## What to work on
Nothing before the line containing "Please pin the black flat" belongs in the answer; quote that line and all lines after it through the end of the material, word for word.

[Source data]

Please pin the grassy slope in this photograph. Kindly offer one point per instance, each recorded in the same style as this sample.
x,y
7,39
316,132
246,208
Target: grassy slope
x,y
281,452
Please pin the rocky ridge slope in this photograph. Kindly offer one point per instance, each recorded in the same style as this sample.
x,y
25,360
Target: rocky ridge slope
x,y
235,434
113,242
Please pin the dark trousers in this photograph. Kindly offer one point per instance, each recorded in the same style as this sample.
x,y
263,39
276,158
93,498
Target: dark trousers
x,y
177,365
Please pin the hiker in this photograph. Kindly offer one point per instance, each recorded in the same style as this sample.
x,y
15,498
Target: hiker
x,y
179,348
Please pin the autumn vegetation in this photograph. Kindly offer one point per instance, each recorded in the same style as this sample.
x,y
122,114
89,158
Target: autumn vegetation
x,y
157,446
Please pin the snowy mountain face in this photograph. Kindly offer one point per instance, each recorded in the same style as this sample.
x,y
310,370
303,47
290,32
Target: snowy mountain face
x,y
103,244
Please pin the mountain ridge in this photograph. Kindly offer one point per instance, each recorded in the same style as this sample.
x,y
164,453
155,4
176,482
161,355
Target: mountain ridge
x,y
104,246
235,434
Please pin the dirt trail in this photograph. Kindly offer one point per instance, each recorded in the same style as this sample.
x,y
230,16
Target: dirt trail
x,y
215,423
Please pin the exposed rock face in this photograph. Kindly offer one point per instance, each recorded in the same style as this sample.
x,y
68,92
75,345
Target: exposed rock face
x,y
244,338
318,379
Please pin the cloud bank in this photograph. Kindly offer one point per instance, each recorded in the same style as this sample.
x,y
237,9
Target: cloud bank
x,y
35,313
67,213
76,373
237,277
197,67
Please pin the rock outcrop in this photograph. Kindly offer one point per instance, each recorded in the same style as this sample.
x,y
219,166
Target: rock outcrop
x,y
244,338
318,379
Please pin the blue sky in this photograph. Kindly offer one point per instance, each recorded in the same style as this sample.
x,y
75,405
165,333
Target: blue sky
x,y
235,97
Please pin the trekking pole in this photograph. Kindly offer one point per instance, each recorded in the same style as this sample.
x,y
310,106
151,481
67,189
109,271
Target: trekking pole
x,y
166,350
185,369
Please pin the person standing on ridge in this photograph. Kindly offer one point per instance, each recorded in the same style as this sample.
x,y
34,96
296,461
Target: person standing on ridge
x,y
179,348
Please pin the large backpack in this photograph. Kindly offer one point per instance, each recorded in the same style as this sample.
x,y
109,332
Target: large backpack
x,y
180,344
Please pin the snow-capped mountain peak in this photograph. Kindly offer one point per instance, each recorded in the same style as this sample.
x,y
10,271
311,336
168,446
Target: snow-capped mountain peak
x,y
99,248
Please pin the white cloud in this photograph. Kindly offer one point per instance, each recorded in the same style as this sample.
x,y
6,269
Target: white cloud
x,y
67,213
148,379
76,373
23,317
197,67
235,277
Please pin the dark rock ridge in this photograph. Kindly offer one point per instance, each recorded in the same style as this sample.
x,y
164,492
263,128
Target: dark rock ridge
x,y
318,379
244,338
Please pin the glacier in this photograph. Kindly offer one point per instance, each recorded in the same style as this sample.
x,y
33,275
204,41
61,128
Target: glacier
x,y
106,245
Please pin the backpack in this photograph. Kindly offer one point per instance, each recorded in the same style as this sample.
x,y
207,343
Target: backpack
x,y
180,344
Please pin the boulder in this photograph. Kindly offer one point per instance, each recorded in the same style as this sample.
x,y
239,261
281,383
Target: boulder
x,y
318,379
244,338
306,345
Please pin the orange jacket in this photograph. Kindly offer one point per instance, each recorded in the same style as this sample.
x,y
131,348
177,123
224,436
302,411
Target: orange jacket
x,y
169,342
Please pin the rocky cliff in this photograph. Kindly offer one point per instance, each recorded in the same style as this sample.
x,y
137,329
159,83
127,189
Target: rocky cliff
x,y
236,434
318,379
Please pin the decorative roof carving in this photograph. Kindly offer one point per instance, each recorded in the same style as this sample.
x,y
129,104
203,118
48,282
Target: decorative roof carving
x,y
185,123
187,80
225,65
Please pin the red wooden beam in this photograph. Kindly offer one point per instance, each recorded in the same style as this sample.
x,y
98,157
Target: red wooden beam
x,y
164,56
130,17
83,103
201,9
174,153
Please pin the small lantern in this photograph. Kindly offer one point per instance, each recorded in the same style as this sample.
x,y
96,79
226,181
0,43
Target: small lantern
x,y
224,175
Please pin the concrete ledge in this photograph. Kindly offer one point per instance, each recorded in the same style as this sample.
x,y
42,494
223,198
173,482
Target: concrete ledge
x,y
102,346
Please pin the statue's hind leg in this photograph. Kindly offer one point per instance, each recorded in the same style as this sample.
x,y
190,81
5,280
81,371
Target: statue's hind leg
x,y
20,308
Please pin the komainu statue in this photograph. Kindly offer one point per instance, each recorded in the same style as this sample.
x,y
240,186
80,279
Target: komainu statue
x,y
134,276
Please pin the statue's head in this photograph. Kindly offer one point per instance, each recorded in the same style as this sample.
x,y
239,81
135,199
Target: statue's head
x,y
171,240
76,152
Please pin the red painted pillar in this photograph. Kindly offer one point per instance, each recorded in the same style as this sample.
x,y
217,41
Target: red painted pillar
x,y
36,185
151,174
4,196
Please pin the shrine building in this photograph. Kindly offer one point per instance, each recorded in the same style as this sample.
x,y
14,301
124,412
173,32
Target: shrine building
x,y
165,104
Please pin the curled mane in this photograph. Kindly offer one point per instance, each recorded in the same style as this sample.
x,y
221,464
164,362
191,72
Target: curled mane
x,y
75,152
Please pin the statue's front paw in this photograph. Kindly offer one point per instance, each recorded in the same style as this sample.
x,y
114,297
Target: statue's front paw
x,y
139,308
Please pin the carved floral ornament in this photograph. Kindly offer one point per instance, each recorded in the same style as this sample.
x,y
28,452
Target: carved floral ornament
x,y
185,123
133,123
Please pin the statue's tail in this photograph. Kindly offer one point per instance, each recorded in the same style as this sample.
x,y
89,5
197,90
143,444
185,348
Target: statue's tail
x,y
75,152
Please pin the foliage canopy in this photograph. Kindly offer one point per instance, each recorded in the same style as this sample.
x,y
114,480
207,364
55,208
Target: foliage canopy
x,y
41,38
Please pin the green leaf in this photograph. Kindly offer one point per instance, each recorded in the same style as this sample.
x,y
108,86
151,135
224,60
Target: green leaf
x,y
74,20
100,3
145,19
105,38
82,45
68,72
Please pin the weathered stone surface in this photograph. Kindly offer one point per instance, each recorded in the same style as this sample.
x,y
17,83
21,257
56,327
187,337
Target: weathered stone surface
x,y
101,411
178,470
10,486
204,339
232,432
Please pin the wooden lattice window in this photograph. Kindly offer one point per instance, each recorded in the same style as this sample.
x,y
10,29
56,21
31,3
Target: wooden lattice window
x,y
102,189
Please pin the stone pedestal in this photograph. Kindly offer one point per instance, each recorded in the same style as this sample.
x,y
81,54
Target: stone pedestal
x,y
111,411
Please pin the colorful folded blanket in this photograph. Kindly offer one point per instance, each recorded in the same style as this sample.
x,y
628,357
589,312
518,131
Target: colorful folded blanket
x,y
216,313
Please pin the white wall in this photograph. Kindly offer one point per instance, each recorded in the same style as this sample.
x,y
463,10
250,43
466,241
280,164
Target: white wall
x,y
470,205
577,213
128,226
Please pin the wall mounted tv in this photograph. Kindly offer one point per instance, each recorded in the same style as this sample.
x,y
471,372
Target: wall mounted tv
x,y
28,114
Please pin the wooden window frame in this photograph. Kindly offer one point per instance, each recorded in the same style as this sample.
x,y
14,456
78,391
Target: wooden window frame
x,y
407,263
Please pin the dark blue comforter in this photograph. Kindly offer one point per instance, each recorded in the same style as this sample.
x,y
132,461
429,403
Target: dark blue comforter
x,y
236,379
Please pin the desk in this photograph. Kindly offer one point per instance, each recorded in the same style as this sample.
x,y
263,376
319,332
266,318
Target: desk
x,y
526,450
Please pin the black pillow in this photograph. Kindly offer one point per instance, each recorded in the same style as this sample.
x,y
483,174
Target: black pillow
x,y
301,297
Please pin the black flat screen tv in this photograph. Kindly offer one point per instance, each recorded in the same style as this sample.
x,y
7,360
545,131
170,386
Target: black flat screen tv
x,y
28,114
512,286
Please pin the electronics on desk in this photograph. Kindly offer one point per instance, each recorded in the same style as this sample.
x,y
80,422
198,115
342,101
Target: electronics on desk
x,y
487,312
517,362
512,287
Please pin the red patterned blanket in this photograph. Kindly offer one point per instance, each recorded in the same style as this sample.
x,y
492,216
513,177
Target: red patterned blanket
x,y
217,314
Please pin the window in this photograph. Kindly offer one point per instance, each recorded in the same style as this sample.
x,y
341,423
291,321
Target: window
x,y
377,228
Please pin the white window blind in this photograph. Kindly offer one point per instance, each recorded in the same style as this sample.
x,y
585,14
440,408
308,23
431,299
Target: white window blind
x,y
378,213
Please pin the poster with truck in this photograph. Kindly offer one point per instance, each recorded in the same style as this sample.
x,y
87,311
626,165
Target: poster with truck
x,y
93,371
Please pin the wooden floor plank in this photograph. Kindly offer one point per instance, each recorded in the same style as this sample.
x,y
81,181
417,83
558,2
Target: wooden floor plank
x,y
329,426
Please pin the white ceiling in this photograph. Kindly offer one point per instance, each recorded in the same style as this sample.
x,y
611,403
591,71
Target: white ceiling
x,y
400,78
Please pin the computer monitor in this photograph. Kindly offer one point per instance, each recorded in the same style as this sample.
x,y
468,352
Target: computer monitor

## Solution
Please pin the black flat screen tv in this photograph. Kindly offer one point per instance, each recorded in the same style as this sample.
x,y
7,360
545,131
170,386
Target: black flat screen tv
x,y
28,114
512,286
Please pin the electronics on desk in this photograph. Kindly offer one point per instance, each recorded in the same style as this sample.
x,y
80,422
198,115
342,101
Target: electronics on desk
x,y
487,312
517,362
512,287
Please pin the red patterned blanket in this photograph. Kindly offer one point per instance, each recorded in the same style as this sample.
x,y
492,216
513,177
Target: red patterned blanket
x,y
217,314
Please pin the window in this photograph. Kindly offer one point per instance, each recorded in the same style as this sample.
x,y
341,423
291,321
Target: window
x,y
377,228
Please pin the white window blind in this photograph. Kindly offer one point per instance, each recorded in the same style as this sample.
x,y
585,14
440,408
308,23
431,299
Target: white window blind
x,y
378,213
Please pin the poster with truck in this photograph. Kindly offer one point per instance, each recorded in the same style as this sample.
x,y
87,311
626,165
Target: poster with truck
x,y
93,371
Please pin the wooden floor plank in this photograph. Kindly offer one point per instance, each recorded in the same style as this sample.
x,y
81,181
417,83
558,2
Target: wooden floor plank
x,y
329,426
Please pin the white ceiling in this photograph. Kindly offer one point per instance, each recorded in the same style as this sample.
x,y
611,403
591,71
Target: white ceiling
x,y
400,78
Please pin the computer monitor in this photograph. Kindly offer one point per instance, each recorded in the same style as this sample.
x,y
468,352
Target: computer monitor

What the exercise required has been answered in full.